Excerpt from a dataset:
★ ★ ★ ★ ★ ★ ★

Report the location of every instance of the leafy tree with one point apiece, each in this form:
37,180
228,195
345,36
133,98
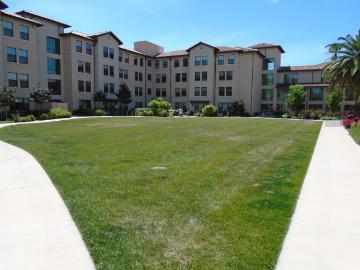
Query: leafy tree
40,95
334,99
343,72
209,110
7,98
99,97
296,97
124,96
237,108
159,106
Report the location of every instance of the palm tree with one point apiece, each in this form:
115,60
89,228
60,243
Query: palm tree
344,69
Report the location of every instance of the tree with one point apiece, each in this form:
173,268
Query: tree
334,99
7,98
237,108
124,97
40,95
159,107
296,97
343,72
99,97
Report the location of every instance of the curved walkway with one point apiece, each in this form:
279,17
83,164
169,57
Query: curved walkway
325,229
36,229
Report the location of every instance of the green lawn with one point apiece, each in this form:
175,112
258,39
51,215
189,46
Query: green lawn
355,133
224,200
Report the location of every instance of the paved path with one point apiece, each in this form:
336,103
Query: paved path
36,229
325,229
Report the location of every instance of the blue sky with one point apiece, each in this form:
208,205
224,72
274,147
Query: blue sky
302,27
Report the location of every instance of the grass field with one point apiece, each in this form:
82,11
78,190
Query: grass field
355,133
223,201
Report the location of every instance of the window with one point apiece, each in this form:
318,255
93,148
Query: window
111,53
222,75
81,86
267,94
203,91
316,94
80,66
268,79
112,72
8,28
24,80
204,60
88,86
163,92
106,70
88,47
55,86
231,59
221,59
228,91
120,56
204,76
88,67
24,32
291,78
11,54
12,79
197,76
229,75
197,60
269,64
53,45
197,91
53,66
221,91
78,46
176,63
23,56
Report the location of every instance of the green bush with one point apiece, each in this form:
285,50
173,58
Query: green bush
209,111
28,118
147,112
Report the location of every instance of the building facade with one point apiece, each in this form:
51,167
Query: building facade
36,50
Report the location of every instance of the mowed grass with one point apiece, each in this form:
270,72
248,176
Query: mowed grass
355,133
224,201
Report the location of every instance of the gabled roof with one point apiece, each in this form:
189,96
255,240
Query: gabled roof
267,45
317,67
36,15
202,43
96,35
3,5
16,16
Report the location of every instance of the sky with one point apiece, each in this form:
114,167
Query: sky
302,27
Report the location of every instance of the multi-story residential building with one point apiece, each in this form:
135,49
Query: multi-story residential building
37,50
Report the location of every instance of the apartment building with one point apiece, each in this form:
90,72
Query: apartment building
38,50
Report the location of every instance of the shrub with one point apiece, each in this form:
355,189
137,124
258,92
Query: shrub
147,112
209,111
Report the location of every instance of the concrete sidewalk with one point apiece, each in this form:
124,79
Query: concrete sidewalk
325,229
36,229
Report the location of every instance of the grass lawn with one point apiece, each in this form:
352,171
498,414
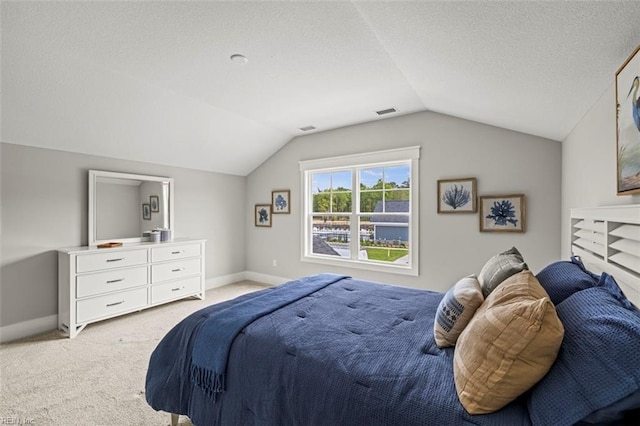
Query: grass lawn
385,254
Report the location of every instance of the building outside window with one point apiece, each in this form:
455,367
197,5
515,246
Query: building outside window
361,210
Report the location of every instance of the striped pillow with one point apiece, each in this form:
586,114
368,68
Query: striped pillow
456,310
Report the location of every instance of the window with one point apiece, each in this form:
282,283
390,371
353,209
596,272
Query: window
361,210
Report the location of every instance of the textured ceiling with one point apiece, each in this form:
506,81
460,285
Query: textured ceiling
152,81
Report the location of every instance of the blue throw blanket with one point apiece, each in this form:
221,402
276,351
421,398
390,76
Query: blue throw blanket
214,338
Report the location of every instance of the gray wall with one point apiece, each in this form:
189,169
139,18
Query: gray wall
44,207
451,246
589,164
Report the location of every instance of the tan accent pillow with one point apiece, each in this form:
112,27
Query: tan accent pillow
509,345
499,268
456,310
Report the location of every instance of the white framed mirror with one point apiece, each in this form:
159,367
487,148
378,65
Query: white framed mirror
122,206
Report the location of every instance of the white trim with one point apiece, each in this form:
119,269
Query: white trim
224,280
265,278
382,158
355,160
28,328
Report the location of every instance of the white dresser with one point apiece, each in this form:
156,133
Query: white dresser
95,284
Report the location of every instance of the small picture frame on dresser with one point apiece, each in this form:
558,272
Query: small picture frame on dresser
146,211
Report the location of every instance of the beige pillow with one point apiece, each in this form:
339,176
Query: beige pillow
508,346
456,310
499,268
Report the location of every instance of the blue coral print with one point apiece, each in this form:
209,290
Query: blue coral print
503,213
281,203
456,197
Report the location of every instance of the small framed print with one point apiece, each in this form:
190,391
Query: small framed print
154,200
263,215
146,211
280,201
502,213
628,125
457,195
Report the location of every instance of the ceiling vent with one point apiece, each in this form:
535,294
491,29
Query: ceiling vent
386,111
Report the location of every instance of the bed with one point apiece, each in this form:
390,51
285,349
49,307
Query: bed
335,350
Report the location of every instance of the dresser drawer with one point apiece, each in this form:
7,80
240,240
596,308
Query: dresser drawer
104,282
160,254
175,289
172,270
110,304
110,260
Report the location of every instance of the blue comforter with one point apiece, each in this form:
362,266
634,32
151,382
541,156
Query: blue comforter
351,353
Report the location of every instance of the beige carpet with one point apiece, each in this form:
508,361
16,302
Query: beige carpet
98,377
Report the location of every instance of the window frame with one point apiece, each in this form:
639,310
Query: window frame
386,158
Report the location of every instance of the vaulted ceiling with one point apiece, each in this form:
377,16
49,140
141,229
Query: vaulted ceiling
155,82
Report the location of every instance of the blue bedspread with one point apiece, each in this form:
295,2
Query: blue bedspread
218,331
352,353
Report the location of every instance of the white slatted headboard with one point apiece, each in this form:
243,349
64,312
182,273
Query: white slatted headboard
607,239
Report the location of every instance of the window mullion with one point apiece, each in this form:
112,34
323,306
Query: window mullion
355,207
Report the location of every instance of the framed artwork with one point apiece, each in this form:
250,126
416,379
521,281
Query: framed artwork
263,215
457,195
155,203
628,125
502,213
280,201
146,211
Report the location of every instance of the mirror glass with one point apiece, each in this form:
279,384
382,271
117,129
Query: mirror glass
123,206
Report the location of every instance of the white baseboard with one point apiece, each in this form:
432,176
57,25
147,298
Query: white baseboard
224,280
28,328
264,278
41,325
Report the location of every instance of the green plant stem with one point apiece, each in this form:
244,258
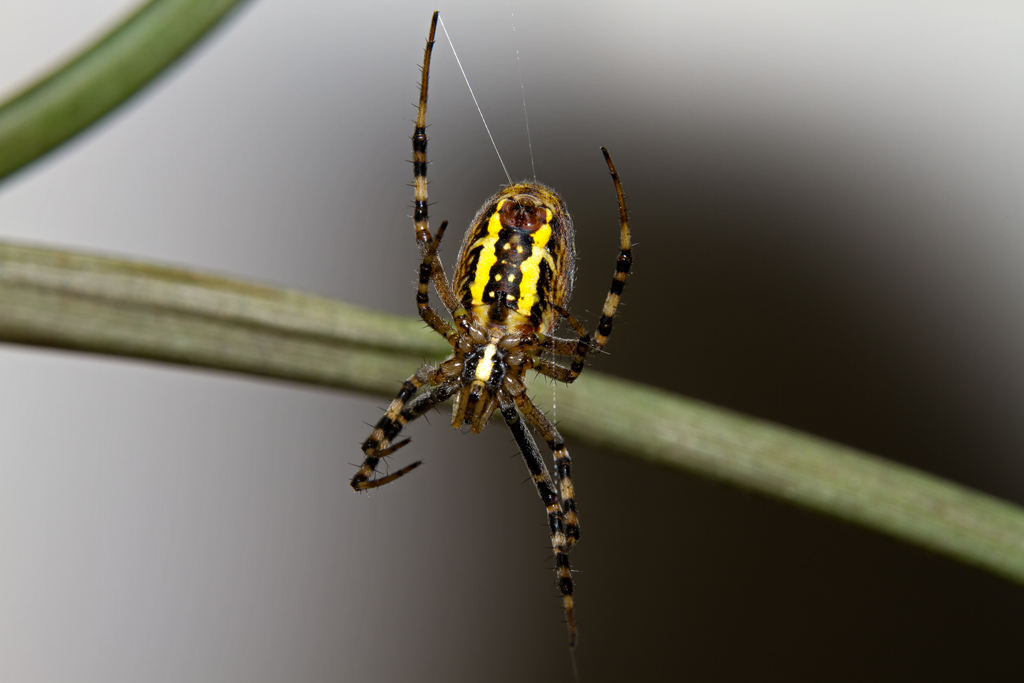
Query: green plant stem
76,301
93,83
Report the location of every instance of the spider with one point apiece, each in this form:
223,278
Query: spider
512,283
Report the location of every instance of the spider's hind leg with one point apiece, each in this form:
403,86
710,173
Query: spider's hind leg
556,523
403,409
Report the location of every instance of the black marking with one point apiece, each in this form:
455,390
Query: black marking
547,494
498,371
389,427
408,389
563,468
420,139
625,262
420,212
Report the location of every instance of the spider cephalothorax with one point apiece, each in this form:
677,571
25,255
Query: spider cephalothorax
512,282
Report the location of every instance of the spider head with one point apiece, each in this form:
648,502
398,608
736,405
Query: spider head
482,375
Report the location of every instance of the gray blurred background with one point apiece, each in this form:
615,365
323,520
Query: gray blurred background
826,204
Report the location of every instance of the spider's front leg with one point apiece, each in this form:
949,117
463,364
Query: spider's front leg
560,541
587,344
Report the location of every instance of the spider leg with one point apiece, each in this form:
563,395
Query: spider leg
428,314
401,411
623,264
421,214
563,464
556,523
586,345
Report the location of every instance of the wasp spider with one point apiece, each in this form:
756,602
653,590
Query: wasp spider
512,283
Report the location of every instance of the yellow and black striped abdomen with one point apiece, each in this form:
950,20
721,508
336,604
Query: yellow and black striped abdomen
517,259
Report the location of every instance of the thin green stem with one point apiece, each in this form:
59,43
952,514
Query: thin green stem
76,301
93,83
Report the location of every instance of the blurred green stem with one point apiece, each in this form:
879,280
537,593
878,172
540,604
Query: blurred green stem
75,301
93,83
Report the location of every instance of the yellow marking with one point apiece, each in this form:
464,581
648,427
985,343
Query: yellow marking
530,268
485,364
487,256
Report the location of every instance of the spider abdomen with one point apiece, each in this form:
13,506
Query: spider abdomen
517,260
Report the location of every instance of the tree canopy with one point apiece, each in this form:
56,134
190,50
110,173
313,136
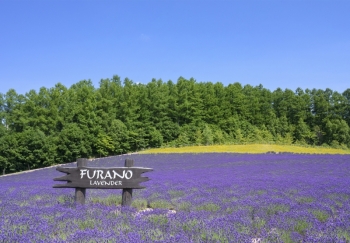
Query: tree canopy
59,124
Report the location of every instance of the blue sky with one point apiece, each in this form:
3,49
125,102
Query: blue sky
276,43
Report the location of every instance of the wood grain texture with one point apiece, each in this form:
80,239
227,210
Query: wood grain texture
74,178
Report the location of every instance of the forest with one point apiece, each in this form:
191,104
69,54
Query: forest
59,124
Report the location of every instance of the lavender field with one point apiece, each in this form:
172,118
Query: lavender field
194,198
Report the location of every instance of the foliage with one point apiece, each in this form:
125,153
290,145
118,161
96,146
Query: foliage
60,124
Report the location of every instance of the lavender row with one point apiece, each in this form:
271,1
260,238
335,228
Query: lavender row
194,198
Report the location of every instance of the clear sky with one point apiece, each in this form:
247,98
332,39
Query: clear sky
276,43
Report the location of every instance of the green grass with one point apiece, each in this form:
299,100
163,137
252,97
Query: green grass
248,148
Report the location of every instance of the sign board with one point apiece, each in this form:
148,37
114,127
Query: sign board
83,177
102,177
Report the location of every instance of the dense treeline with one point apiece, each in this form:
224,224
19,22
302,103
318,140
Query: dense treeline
60,124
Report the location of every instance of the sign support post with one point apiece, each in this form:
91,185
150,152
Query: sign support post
80,193
127,192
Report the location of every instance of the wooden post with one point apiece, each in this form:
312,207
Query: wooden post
80,193
127,192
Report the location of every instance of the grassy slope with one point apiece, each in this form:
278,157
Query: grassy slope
249,148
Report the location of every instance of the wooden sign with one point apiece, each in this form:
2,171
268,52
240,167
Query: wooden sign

★ ★ ★ ★ ★ ★ ★

• [Task to complete]: Everything from the line with "Report the location of every instance of the green grass" through the last line of the material above should be echoed exactly, and nothing else.

• [Problem solution]:
Report the location of every instance of the green grass with one point apiece, each in this form:
299,100
163,137
252,97
Query: green grass
248,148
Report the location of every instance of the sign board with one point apiece, each in this form:
148,37
114,127
Query: sign board
83,177
102,177
Report the location of every instance of the dense treeline with one point apiece, each in this form:
224,224
19,22
302,103
318,140
Query: dense treeline
60,124
Report the location of every instance of the sign support post with one point apiece, each in this form:
91,185
150,152
Query: sign support post
80,193
127,192
Report the location of every instance of the wooden post with one point apiece, each in this form:
312,207
Query: wooden post
80,193
127,192
Report the location of every instance of the grassy slope with one point apiece, each in this form:
278,157
Query: grassy slope
249,148
Report the location of every instance of the wooden sign with one point apiece, each in this form:
2,171
268,52
240,167
Query: wooden sign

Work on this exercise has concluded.